Texte fourni:
Le portrait de Corinne avait suscité nombre de réactions lors de sa publication l’année passée. Lesfrontaliers propose de le rédecouvrir.

Corinne s’ennuie dans son job. Cette chargée de recrutement de 29 ans, travaille depuis plus de 3 ans dans la même société. Basée à Leudelange, cette dernière est spécialisée dans le recrutement de profils financiers, IT et en communication.

Originaire d’Apach, et titulaire d’un master en langues appliquées, elle ne se destinait pas à ce métier. C’est au cours d’un premier stage de 3 mois dans le cadre de ses études, auprès d’un département RH d’une société de conseil luxembourgeoise, qu’elle découvre ce domaine et y prend goût.

18 mois plus tard, alors qu’elle termine ses études, elle choisit d’effectuer son second stage comme assistante RH, dans le recrutement à nouveau, cette fois pour une société spécialisée dans la gestion de patrimoine.

En 2014, à la fin de cette expérience professionnelle, elle postule à une annonce de junior recruteur, et est immédiatement embauchée par la SSII dans laquelle elle travaille toujours aujourd’hui.

Missions routinières

J’ai la chance et la malchance d’être dans une petite structure : c’est un poste un peu hybride dans lequel je fais beaucoup de recrutement, un peu de RH, un peu de comptabilité. Je peux donc toucher à plein de choses, mais je n’ai aucune possibilité d’évolution de carrière”, regrette-t-elle.

Consigne 1: Traduisez en anglais la phrase « Corinne s’ennuie dans son job. », tirée du portrait de Corinne.
Consigne 2: Reproduisez à l’identique les lignes des enregistrements ci-dessous, en partant de la ligne qui contient « Scan for dark stripe on fur in the frame. » et en vous arrêtant après celle qui contient « [[299, 105, 543, 349]] ».

Entrées extraites:
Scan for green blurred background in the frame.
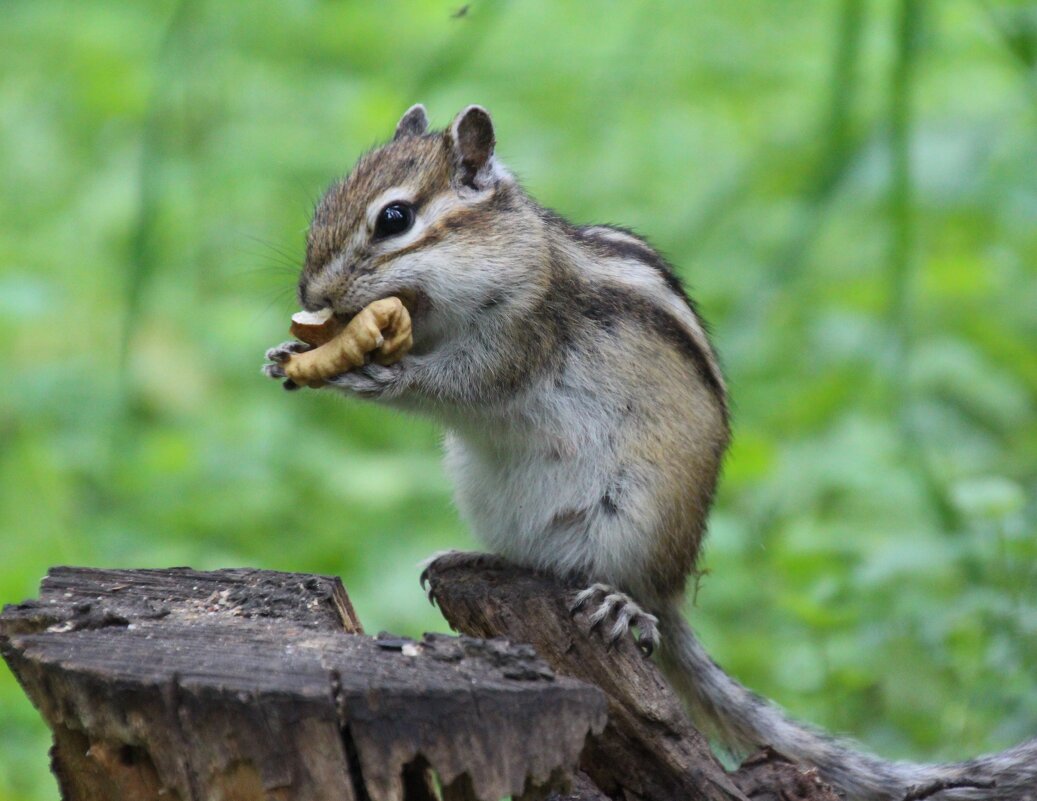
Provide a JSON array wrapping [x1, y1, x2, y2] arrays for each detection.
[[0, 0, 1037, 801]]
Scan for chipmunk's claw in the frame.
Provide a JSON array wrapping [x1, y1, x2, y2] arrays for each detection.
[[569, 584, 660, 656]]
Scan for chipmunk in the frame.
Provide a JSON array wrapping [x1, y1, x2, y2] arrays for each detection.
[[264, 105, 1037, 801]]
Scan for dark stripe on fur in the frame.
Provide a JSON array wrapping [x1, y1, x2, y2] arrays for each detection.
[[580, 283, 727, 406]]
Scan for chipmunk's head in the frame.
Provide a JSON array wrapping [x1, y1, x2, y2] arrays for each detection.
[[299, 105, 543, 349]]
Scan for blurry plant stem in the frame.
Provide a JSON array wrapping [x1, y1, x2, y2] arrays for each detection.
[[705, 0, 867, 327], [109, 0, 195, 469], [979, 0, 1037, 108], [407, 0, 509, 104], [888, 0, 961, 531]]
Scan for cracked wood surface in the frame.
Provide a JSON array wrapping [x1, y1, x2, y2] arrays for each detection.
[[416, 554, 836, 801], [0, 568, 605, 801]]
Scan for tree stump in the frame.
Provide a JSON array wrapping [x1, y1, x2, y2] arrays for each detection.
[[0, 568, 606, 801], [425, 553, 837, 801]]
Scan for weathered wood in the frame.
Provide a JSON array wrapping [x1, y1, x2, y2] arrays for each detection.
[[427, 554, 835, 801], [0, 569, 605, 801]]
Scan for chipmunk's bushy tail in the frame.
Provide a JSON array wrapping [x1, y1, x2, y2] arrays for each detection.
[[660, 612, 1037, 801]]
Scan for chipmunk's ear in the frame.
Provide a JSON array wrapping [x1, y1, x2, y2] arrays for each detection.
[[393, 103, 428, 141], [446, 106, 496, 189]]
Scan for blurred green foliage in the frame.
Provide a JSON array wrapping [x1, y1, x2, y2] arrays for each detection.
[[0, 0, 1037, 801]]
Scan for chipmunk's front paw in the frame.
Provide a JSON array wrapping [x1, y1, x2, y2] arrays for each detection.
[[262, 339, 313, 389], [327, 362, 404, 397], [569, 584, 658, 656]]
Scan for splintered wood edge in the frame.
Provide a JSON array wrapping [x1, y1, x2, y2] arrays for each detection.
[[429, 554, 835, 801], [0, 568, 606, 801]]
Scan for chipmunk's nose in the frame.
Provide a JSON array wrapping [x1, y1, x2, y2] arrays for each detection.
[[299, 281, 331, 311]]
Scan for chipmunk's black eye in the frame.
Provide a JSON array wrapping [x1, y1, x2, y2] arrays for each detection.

Corrigé 1: Corinne is bored in her job.

Corrigé 2:
Scan for dark stripe on fur in the frame.
Provide a JSON array wrapping [x1, y1, x2, y2] arrays for each detection.
[[580, 283, 727, 406]]
Scan for chipmunk's head in the frame.
Provide a JSON array wrapping [x1, y1, x2, y2] arrays for each detection.
[[299, 105, 543, 349]]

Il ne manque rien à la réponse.